* Requirement:
Copy the data below word for word, from the line containing "of the stone" through the last line of the data.
***** Given records
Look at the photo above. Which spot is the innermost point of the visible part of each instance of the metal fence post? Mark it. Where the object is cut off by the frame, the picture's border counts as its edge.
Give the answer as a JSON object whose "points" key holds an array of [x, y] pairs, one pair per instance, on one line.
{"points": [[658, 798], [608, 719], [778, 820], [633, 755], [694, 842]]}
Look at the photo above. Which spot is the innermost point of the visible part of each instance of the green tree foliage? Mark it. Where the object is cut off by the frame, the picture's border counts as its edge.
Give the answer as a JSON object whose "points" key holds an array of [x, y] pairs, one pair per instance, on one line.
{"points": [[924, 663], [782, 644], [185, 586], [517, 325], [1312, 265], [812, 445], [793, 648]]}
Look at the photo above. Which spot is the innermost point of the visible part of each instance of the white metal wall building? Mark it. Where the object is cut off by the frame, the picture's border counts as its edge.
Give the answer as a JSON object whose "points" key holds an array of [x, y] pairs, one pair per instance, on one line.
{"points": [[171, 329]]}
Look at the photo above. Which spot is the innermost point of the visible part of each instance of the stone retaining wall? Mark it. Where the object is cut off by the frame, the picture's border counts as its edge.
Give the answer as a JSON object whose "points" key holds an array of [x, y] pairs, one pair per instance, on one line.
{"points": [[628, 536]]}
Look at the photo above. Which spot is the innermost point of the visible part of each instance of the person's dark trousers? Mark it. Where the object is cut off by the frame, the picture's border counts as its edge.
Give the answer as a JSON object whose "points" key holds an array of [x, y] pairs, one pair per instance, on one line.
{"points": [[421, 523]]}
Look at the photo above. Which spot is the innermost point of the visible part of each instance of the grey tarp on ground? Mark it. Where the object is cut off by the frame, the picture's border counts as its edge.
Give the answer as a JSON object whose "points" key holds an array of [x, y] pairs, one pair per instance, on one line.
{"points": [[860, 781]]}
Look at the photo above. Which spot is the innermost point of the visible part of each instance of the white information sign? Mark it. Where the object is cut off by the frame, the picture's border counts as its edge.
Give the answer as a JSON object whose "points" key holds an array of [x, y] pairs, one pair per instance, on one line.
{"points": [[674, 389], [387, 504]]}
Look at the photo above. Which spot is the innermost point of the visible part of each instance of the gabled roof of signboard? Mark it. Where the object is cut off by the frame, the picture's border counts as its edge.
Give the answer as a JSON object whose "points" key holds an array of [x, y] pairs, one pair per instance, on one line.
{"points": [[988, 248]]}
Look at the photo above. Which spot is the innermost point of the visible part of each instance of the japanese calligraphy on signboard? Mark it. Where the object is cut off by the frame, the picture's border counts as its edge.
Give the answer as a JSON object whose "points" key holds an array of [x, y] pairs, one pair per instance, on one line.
**********
* The response:
Look at the photo above. Which spot is the innermost point of the visible part of each instance of the stone retaining wall? Mark it. Where the object is cut off by the frame, the picture's border counts as its edge.
Give the answer as a JSON object whose "points" key holds an array of [x, y] pairs, one pair per instance, on one line.
{"points": [[628, 536]]}
Look at the photo above. Which spot is the innermost point of the visible part of each instance of the person's dark trousers? Mark it. Where the object is cut off by the frame, the picture's border counts as its edge.
Give the answer as a JSON object whose "points" key holds an array of [x, y] pairs, one pair per instance, on one line.
{"points": [[421, 523]]}
Look at the photo above. Which spot is the innermost point of the visible part of each instance of the grey tarp on ground? Mark it. Where the object is cut off by the frame, the picture's border counts as its edge.
Give the answer as a JSON object whose "points" key holds an array of [x, y] pairs, one pair per instance, on one line.
{"points": [[860, 781]]}
Look at the photo above. Which spot is the innermost point of the visible part of each instance of the white information sign? Mark it. Where the object is cut off by the frame, the picture's border counts as its edge.
Give the answer as a JSON object whose "points" key holds an array of [x, y] pairs, one pair per instance, on one line.
{"points": [[674, 389], [387, 504]]}
Look at the photo above. Which spot is the innermost point of the visible part of each instance of the gabled roof of signboard? Mark it. Where the object is cut off by the frame, the picture's border counts as its edge.
Give the answer as a JSON object whose "points" key holds an array of [x, y] pairs, one pair per instance, on one line.
{"points": [[988, 248]]}
Look at the photo above. Which spot is the innermost point of the visible part of each instance of the japanese calligraphy on signboard? Mark it. Where the object is cut off by the frame, the picture's border counts as its edge.
Give the answer as a JSON object whose "points" key holds an array of [x, y] pairs, one pair per instance, on one line.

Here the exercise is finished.